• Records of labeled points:
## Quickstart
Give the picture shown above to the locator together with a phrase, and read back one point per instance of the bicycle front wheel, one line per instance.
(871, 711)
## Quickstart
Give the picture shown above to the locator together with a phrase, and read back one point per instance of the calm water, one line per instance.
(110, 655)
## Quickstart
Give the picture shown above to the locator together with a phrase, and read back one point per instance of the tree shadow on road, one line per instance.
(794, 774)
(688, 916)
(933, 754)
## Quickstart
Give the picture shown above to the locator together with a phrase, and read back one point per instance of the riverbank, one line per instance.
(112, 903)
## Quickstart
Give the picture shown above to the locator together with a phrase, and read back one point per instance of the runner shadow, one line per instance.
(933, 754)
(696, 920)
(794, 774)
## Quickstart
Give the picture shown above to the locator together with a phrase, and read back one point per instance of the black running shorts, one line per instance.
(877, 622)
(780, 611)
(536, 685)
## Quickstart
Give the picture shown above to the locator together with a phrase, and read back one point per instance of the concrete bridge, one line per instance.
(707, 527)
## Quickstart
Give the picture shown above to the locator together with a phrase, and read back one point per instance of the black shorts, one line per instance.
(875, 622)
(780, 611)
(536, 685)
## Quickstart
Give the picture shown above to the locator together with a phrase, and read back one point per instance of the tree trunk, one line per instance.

• Directive:
Give back all the records exactly as they stand.

• Answer to this problem:
## Quickstart
Give the picture shown above to the locator together with a phrase, and read back one point per instance of the bicycle front wheel, one line per instance.
(871, 711)
## Quickstart
Give the picture shown above to the locator together with a phrase, and read back one point per instance of the calm water, one line per instance.
(110, 655)
## Quickstart
Give the picture shown above to the locator together with a phrase, and read back one point per instance of the tree shadow on road, one line per instance.
(794, 774)
(688, 916)
(933, 754)
## Quickstart
Give the picture shown above to the locator together with a phrase, and read back one point per instance of the riverbank, one line per instance.
(112, 903)
## Quickstart
Give the picture shown above to the locator together with a phrase, and read back one point per instance of the runner shadow, one line per instance.
(933, 754)
(696, 920)
(794, 774)
## Quickstart
Give the picture shown above to the locator together with a phrase, and read back one point per instance of the black running shorts, one line per instance.
(877, 622)
(780, 611)
(536, 685)
## Quickstart
Give the picture shown above to the locator together with a phrase, and read back one point per instance of the concrete bridge, one line per instance.
(707, 527)
## Quickstart
Give the picture shown above to the locator together with a phrase, and read back one point per instance of the black shorts, one line per instance.
(875, 622)
(780, 611)
(536, 685)
## Quickstart
Give the picture shown above to the locator together with a phrase, and read back one point per instance of the tree trunk, one line per instance.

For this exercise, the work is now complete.